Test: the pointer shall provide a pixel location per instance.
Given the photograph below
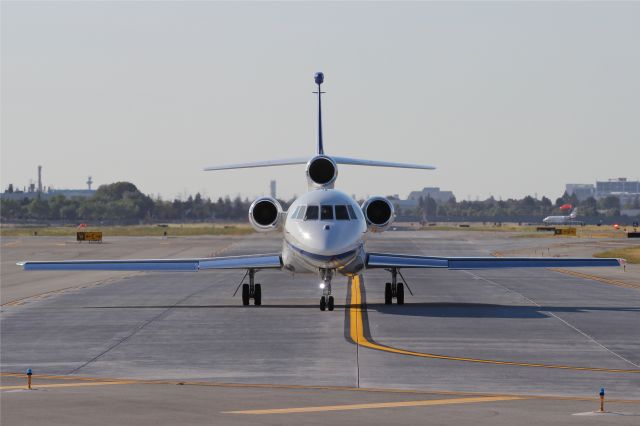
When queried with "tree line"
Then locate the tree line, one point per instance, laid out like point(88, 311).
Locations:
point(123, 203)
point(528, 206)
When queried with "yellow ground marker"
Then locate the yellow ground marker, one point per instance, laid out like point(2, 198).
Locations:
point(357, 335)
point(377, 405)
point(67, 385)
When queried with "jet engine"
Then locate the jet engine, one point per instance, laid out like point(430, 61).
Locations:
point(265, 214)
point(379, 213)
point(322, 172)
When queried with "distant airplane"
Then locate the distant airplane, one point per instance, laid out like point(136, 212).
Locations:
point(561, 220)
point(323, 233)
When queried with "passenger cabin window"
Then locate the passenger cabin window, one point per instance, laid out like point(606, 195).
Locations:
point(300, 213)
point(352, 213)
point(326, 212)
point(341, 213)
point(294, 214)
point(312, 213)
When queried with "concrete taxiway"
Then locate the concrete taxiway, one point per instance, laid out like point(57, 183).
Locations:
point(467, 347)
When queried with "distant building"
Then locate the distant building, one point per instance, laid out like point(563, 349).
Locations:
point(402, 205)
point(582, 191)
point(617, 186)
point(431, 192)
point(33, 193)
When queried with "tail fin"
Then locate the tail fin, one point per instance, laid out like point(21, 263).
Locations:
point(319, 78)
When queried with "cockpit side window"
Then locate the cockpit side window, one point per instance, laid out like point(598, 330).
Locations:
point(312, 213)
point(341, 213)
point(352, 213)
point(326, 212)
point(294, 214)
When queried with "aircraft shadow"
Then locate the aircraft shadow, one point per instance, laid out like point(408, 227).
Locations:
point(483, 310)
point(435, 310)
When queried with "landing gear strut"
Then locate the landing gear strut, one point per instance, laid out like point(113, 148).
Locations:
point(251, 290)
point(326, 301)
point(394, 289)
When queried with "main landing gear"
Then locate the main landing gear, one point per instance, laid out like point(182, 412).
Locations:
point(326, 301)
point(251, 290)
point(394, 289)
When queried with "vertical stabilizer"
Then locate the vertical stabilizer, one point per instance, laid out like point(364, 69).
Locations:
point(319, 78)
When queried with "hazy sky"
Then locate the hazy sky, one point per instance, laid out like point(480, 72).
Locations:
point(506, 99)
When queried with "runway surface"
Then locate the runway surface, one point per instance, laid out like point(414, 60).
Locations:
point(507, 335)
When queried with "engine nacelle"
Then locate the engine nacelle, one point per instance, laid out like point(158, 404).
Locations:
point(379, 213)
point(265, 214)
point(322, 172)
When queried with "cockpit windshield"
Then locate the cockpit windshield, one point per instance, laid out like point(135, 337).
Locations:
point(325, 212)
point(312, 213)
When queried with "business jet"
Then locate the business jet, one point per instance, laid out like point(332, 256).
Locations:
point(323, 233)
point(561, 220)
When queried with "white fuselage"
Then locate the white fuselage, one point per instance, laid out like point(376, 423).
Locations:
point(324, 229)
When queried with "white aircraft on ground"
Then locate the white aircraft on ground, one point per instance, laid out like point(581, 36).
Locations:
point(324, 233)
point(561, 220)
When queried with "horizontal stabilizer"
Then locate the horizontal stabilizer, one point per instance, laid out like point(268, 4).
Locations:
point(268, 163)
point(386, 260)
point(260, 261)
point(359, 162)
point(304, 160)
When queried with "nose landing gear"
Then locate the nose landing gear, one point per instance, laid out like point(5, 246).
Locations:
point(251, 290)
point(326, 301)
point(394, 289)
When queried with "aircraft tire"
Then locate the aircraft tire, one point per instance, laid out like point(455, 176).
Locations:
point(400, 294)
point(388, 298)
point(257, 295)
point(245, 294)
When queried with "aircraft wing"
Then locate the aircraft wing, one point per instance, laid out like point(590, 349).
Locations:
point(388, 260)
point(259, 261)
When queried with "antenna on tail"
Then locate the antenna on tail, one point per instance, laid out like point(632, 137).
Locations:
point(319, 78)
__________
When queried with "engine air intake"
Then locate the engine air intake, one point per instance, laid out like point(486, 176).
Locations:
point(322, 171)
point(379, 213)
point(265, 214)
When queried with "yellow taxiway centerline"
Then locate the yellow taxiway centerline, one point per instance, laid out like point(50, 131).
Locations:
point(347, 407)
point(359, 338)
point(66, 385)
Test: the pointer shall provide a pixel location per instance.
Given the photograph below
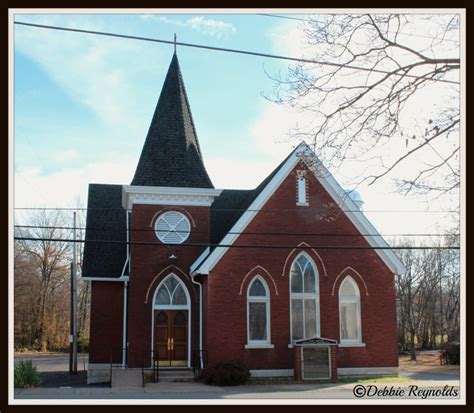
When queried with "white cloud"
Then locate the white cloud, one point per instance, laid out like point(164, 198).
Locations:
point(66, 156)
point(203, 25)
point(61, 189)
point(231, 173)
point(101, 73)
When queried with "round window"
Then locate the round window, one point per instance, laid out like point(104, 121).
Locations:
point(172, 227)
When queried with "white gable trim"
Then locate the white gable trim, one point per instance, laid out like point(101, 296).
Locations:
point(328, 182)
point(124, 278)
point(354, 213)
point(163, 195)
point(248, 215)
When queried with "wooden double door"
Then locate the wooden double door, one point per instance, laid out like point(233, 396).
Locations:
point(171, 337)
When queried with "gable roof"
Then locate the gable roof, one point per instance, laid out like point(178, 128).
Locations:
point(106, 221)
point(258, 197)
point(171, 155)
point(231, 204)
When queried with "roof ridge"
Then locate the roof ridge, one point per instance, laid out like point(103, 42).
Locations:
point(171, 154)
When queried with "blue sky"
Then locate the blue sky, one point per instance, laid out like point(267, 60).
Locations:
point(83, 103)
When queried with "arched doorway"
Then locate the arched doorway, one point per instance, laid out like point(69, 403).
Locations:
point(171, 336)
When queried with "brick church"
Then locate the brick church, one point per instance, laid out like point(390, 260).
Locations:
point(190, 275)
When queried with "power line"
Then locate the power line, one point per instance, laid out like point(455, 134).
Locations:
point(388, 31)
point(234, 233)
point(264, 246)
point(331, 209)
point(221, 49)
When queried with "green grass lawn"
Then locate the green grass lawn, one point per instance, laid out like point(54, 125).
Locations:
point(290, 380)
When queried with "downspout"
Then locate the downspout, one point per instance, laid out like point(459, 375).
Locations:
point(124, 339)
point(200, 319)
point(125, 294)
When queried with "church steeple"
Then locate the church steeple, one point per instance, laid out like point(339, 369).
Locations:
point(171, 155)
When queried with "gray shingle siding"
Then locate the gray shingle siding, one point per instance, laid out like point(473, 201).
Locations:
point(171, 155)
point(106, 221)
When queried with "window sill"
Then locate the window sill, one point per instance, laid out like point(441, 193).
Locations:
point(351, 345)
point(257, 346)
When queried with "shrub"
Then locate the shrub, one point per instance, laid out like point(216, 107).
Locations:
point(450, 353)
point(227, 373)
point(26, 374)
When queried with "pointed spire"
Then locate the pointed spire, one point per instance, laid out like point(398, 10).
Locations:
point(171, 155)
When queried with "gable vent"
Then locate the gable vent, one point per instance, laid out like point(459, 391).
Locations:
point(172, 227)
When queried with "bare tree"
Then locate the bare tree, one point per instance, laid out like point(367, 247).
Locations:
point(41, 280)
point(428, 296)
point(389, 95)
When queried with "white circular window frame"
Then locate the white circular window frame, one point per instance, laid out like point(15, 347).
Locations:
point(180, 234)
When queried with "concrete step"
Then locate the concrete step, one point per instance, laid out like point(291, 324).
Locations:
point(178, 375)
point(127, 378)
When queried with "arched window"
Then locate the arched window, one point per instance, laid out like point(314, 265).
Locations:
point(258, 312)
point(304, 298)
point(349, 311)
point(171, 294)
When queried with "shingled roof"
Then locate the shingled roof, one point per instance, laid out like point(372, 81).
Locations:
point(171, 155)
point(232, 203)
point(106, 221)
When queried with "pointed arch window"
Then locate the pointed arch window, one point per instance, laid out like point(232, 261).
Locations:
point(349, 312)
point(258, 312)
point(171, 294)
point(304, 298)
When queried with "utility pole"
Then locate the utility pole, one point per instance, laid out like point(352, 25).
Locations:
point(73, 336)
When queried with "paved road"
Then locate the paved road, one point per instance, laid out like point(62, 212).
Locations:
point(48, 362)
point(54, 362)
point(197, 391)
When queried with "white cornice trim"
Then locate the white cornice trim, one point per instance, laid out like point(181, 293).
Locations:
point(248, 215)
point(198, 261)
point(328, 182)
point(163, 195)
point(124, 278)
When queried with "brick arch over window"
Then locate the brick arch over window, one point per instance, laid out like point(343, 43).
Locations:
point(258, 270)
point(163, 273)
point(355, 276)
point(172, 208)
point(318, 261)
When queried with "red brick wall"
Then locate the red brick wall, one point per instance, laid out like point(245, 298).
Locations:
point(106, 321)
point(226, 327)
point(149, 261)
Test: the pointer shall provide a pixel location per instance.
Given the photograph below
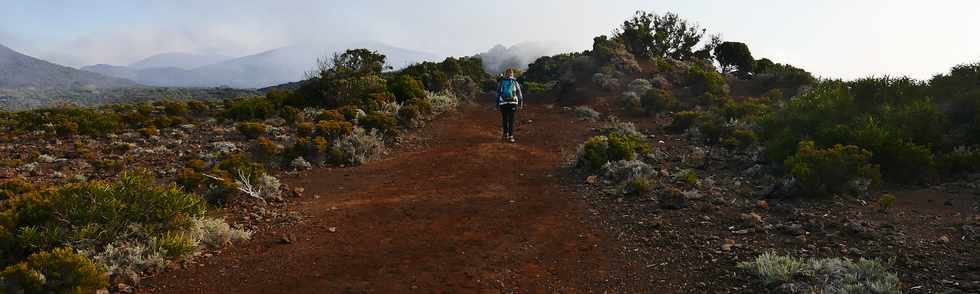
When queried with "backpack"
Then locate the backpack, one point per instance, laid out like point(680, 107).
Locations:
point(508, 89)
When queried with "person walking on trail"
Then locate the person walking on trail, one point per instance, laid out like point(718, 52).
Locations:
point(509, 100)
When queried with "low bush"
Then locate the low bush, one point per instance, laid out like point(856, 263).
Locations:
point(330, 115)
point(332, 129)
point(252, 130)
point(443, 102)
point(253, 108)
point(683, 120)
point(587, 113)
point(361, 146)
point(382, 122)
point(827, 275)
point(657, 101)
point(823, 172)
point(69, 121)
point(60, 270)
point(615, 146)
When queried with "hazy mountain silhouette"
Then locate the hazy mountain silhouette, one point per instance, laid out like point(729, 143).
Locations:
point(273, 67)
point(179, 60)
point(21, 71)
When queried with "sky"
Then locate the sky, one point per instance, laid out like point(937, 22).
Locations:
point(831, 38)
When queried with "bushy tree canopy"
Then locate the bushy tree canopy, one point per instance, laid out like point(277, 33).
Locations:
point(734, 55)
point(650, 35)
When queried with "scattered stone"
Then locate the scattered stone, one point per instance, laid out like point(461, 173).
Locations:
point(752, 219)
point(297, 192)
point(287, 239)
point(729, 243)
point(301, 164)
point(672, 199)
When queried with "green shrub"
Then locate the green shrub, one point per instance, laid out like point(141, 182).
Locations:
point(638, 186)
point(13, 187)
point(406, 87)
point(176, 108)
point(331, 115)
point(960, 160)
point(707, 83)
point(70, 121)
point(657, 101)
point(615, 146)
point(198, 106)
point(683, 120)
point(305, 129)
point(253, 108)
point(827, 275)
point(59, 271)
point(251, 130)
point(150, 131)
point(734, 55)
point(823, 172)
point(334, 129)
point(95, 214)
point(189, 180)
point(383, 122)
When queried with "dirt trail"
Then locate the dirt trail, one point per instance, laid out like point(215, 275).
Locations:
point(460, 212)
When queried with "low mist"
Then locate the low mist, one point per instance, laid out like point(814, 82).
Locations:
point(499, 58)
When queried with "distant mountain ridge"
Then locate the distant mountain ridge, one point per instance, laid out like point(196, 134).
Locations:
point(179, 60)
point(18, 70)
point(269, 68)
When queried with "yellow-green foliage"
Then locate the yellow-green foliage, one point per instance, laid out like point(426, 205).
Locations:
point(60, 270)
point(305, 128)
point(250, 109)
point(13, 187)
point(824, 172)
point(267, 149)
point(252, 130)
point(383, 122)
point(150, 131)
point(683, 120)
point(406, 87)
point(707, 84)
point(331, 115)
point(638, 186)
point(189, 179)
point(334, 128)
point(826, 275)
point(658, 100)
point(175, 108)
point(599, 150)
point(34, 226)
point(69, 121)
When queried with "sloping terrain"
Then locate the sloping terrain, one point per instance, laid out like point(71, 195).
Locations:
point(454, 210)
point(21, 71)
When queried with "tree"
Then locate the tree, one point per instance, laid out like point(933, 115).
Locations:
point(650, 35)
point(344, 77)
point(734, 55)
__________
→ **REQUIREMENT**:
Which lines above carry the string "roof"? Copy those lines.

→ **REPLY**:
When queried with "gable roof"
Then locate the gable roof, one point per instance, laid out like point(178, 128).
When queried with "roof ridge"
Then locate the roof ridge, one point per instance, laid out like point(103, 42).
When queried with "shingled roof"
Then locate the shingled roof, one point per instance, laid out like point(372, 81).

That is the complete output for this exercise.